_Instructions to follow_
Copy out all the records below, swapping every "tight box" for "close-fitting box" and changing nothing else. Leave the pictures out.

────────────────

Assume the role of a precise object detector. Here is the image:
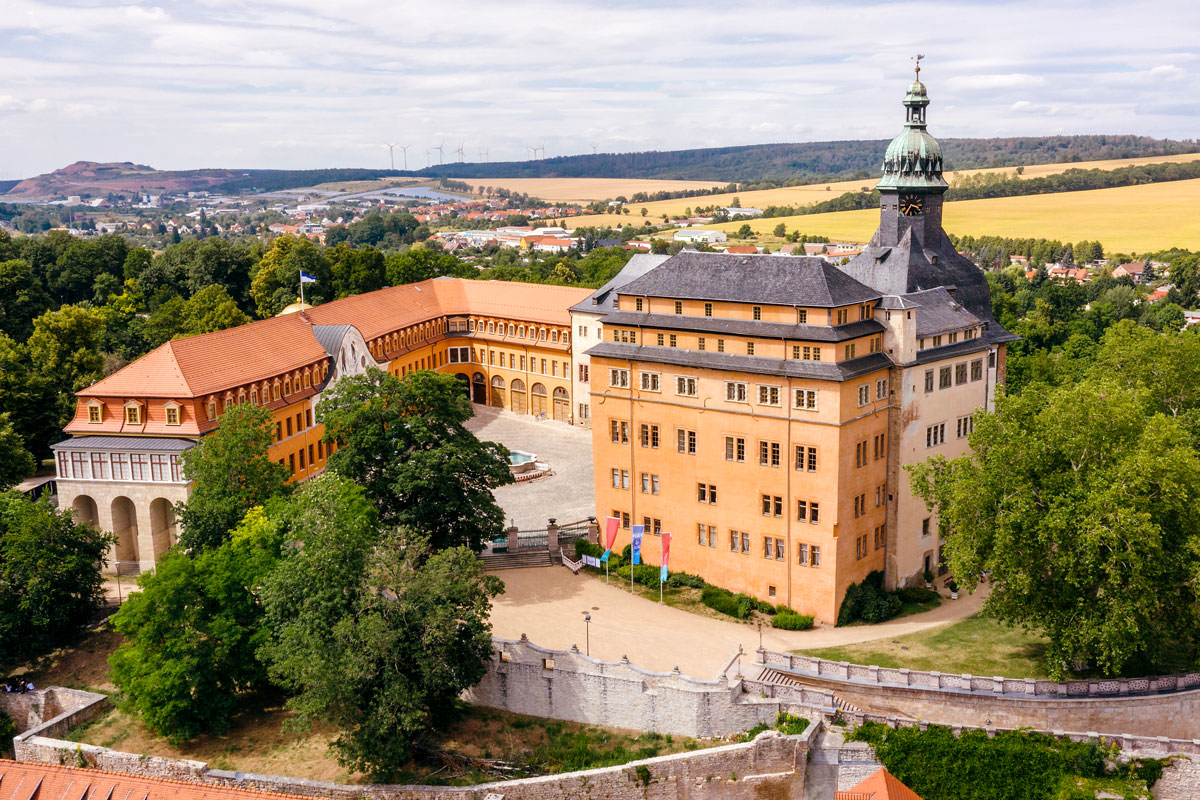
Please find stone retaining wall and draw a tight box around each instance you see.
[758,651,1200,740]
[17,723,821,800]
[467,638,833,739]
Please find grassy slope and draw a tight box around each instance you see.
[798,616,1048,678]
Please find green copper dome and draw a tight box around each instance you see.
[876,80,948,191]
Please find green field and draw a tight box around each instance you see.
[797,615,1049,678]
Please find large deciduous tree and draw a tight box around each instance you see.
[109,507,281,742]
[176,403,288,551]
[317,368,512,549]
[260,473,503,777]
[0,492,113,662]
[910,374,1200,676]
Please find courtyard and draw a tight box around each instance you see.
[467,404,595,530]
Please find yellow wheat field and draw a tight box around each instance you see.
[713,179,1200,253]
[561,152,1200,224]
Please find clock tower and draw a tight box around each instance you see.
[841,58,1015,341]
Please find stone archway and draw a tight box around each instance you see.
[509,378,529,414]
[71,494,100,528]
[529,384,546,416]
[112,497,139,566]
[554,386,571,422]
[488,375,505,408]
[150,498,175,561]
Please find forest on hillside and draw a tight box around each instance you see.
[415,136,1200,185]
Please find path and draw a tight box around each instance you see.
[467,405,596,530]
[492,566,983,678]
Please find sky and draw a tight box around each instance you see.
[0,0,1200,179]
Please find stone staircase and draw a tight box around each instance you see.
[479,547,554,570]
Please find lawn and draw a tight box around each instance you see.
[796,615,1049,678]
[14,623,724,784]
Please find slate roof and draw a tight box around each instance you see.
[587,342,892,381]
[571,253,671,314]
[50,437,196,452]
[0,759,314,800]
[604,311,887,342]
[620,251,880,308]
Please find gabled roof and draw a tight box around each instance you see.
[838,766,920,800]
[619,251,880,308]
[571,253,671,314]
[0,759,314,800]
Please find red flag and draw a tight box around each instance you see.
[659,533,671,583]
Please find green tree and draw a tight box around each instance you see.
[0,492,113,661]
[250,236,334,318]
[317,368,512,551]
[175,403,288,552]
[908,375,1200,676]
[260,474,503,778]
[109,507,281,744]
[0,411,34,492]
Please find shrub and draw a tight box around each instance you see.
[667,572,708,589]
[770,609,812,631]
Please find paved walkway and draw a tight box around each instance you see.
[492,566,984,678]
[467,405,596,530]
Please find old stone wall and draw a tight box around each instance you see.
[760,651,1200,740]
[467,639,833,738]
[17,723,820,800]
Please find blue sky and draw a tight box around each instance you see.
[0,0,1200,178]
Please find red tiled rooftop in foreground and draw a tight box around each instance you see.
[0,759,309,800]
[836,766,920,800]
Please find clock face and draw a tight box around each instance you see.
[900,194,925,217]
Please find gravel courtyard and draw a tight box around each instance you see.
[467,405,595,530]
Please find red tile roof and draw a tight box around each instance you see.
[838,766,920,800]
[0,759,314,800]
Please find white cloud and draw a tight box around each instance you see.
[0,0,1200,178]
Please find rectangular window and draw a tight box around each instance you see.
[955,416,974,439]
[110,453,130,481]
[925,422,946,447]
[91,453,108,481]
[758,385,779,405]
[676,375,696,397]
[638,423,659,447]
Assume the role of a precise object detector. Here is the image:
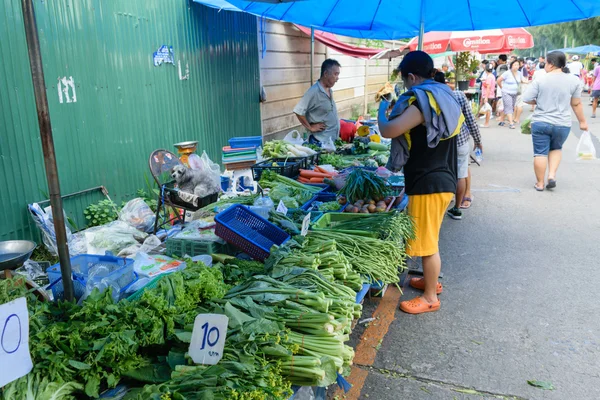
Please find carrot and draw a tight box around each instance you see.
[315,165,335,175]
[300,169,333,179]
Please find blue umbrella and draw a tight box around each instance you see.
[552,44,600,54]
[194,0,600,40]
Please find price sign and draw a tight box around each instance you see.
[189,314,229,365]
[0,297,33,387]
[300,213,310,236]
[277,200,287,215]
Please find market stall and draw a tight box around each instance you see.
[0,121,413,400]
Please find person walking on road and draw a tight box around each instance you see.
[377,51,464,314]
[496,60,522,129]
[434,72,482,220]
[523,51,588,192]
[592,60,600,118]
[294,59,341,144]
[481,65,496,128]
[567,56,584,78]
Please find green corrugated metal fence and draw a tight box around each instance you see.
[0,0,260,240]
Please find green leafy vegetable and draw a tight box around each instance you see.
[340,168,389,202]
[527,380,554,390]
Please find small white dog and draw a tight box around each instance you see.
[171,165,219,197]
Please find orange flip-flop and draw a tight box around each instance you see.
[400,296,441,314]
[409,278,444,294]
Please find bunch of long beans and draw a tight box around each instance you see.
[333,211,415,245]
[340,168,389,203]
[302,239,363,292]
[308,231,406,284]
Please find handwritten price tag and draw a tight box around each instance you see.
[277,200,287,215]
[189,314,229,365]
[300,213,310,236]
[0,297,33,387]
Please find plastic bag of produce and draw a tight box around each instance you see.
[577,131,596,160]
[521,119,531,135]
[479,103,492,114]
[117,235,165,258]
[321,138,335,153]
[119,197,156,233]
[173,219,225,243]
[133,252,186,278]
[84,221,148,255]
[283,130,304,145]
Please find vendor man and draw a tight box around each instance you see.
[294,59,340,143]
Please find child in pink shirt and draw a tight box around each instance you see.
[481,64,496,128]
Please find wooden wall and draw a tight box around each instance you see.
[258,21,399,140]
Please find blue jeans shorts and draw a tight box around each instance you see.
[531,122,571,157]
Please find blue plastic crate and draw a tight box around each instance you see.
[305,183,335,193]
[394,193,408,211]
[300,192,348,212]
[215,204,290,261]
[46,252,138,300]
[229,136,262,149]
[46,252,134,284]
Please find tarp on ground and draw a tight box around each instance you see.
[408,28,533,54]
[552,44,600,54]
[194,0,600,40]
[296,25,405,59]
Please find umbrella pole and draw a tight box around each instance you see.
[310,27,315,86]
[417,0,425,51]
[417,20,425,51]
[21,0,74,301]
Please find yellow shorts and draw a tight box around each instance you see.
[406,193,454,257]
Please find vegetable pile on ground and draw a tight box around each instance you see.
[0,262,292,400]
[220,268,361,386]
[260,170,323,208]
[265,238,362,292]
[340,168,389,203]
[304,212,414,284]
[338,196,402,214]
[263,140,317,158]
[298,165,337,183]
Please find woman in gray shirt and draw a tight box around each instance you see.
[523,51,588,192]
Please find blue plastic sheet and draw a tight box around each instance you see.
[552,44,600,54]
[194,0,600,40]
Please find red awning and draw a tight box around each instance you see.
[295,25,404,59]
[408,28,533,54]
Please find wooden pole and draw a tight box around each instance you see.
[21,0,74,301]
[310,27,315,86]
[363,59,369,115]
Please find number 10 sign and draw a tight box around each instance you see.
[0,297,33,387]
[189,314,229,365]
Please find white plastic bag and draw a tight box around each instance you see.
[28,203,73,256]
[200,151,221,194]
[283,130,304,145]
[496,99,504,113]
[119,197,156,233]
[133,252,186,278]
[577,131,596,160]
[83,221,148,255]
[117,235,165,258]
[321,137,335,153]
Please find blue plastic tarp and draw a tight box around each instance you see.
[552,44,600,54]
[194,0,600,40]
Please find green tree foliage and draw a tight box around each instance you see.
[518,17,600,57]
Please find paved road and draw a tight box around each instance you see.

────────────────

_The answer_
Assume the role of a precise object detector. Here is the image:
Please find stone retaining wall and draw a close-fitting box around each instance you see.
[758,651,1200,740]
[17,723,821,800]
[467,638,833,739]
Please find grassy slope and draw a close-fitting box around each instance you see.
[798,616,1048,678]
Please find green copper dome and draw a close-fitting box around each instance you see.
[876,80,948,191]
Please find green field and draw a close-fitting box around each instance you see.
[797,615,1049,678]
Please find large deciduous tree and draw a close-fitting box around each instance you see.
[109,507,281,742]
[176,403,288,551]
[317,368,512,549]
[260,473,503,777]
[0,492,113,662]
[910,374,1200,676]
Please find courtyard and draw a close-fitting box around each instance you see.
[467,404,595,530]
Please find yellow wheat field and draw a close-fitting box around each instance you see.
[713,179,1200,253]
[561,152,1200,224]
Please find clock tower and draw a close-fitting box around each instance you see.
[841,58,1015,341]
Please find stone archway and draw a close-fitting box around each instance you see.
[509,378,529,414]
[71,494,100,528]
[529,384,546,416]
[112,497,139,566]
[554,386,571,422]
[488,375,505,408]
[150,498,175,561]
Please find forest on hillside and draw a close-fitting box around each instance you see.
[415,136,1200,185]
Please find path and draw a close-fitting box around each instance you see.
[467,405,596,530]
[492,566,983,678]
Please find sky and draw a close-fitting box around each instance you see.
[0,0,1200,179]
Please find stone staircase and draw a close-fitting box around each instance you see.
[479,547,554,570]
Please find lawn and draw a close-fitting box around each instance you see.
[796,615,1049,678]
[14,623,724,784]
Please find slate roof and draw a close-fitting box around each instance you see.
[587,342,892,381]
[571,253,671,314]
[50,437,196,452]
[0,759,314,800]
[604,311,887,342]
[620,251,880,308]
Please find gabled roof and draw a close-fitting box around each instance you see.
[838,766,920,800]
[619,251,880,308]
[571,253,671,314]
[0,759,314,800]
Please find red flag and draw a close-fitting box around each instance you see.
[659,533,671,583]
Please find green tree and draw a close-fitting box around each instance you see.
[0,492,113,661]
[250,236,334,318]
[317,368,512,551]
[175,403,288,552]
[908,375,1200,676]
[260,474,503,778]
[109,507,281,744]
[0,411,34,492]
Please find shrub and draw a close-fitting box around each instance you see.
[667,572,708,589]
[770,609,812,631]
Please find paved walkway and draw a close-fitting box around each instance you see.
[492,566,984,678]
[467,405,596,530]
Please find old stone wall and draw a close-fitting box around each instance you see.
[760,651,1200,740]
[467,639,833,738]
[17,723,820,800]
Please find blue sky and draw a close-fitting box around each instance you see.
[0,0,1200,178]
Please find red tiled rooftop in foreground and draw a close-fitting box around each instance you see.
[0,759,309,800]
[836,766,920,800]
Please find clock face and draw a close-fitting box around each instance you see.
[900,194,925,217]
Please find gravel courtyard and draw a close-fitting box around each instance you see.
[467,405,595,530]
Please find red tile roof and draw a close-fitting box around each instance you see.
[838,766,920,800]
[0,759,314,800]
Please find white cloud and draw a close-fitting box around each instance you see.
[0,0,1200,178]
Please find rectangular window and draw a close-fitting box around each instance you see.
[955,416,974,439]
[110,453,130,481]
[925,422,946,447]
[91,453,108,481]
[758,385,779,405]
[676,375,696,397]
[638,423,659,447]
Assume the role of a precise object detector. Here is the image:
Please find carrot and draw a close-fitting box around each instance you see.
[315,165,335,175]
[300,169,333,179]
Please find blue umbrella and draw a close-fitting box around each instance you see.
[552,44,600,54]
[194,0,600,40]
Please find price sign and draw a close-fitting box around each instance you see.
[189,314,229,365]
[0,297,33,387]
[300,213,310,236]
[277,200,287,215]
Please find market stall and draw a close-fitting box around each instance you see.
[0,121,413,400]
Please find person walking on road and draw a close-fitting box around each instance you see.
[377,51,464,314]
[496,60,522,129]
[434,72,482,220]
[523,51,588,192]
[592,60,600,118]
[294,59,341,144]
[481,65,496,128]
[567,56,584,78]
Please find green corrugated metal fence and draw a close-fitting box around each instance you see.
[0,0,260,240]
Please find green leafy vegetable and draw a close-fitting box around each instance you see.
[340,168,389,202]
[527,380,554,390]
Please find small white dog and draw a close-fitting box around each instance you see.
[171,165,219,197]
Please find orange flip-flop and draw a close-fitting box around each instance you see.
[400,296,441,314]
[409,278,444,294]
Please find bunch of long beans and draw a close-fitting box around each instance you see.
[333,211,415,245]
[340,168,389,203]
[302,239,363,292]
[308,231,406,284]
Please find handwritten price tag and draw a close-fitting box around each instance you see.
[277,200,287,215]
[189,314,229,365]
[300,213,310,236]
[0,297,33,387]
Please find plastic bag of produce and draw a close-fitting box around each instance you see.
[577,131,596,160]
[521,119,531,135]
[479,103,492,114]
[117,235,165,258]
[321,138,335,153]
[119,197,156,233]
[173,219,225,243]
[133,252,186,278]
[84,221,148,255]
[283,130,304,145]
Please find vendor man and draw a close-fitting box around each instance you see.
[294,59,340,143]
Please find child in pink shirt and draw a close-fitting box around each instance you see.
[481,64,496,128]
Please find wooden wall and draw a close-fitting box around each instance you see.
[258,21,399,140]
Please find blue jeans shorts and draw a close-fitting box around each instance you see.
[531,122,571,157]
Please find blue plastic crate and draw a close-fitting box around each instance you see.
[305,183,335,193]
[394,193,408,211]
[300,192,348,212]
[215,204,290,261]
[46,252,138,300]
[229,136,262,149]
[46,252,134,284]
Please find tarp on ground and draw a close-fitting box around each instance you see.
[408,28,533,54]
[552,44,600,54]
[194,0,600,40]
[296,25,405,59]
Please find umbrella pole and draw a close-fitting box around each instance you see.
[310,27,315,86]
[417,0,425,51]
[417,20,425,51]
[21,0,74,301]
Please find yellow shorts and draw a close-fitting box around each instance you see.
[406,193,454,257]
Please find vegetable pile on ground and draw a close-fitting box around each instance you see.
[0,262,292,400]
[220,268,361,386]
[260,170,323,208]
[265,238,362,292]
[340,168,389,203]
[304,212,414,284]
[338,196,402,214]
[263,140,317,158]
[298,165,337,183]
Please find woman in gray shirt and draw a close-fitting box around each instance you see.
[523,51,588,192]
Please find blue plastic sheet and draw a close-fitting box around each instance you see.
[552,44,600,54]
[194,0,600,40]
Please find red awning and draw a close-fitting box around each instance you see.
[295,25,404,59]
[408,28,533,54]
Please find wooden pole and draw a close-fitting box around each instance you see.
[21,0,74,301]
[310,27,315,86]
[363,59,369,115]
Please find number 10 sign and draw a close-fitting box around each instance you see.
[0,297,33,387]
[189,314,229,365]
Please find white plastic bag and draw a close-fitting box around each instance you see.
[28,203,73,256]
[200,151,221,194]
[283,130,304,145]
[496,99,504,113]
[119,197,156,233]
[133,252,186,278]
[577,131,596,160]
[83,221,148,255]
[117,235,165,258]
[321,137,335,153]
Please find blue plastic tarp and draw a close-fitting box around each instance you see.
[552,44,600,54]
[194,0,600,40]
Please find green tree foliage and draw a close-fitting box around each instance you see.
[518,17,600,57]
Please find paved road and draw a close-fitting box around each instance you see.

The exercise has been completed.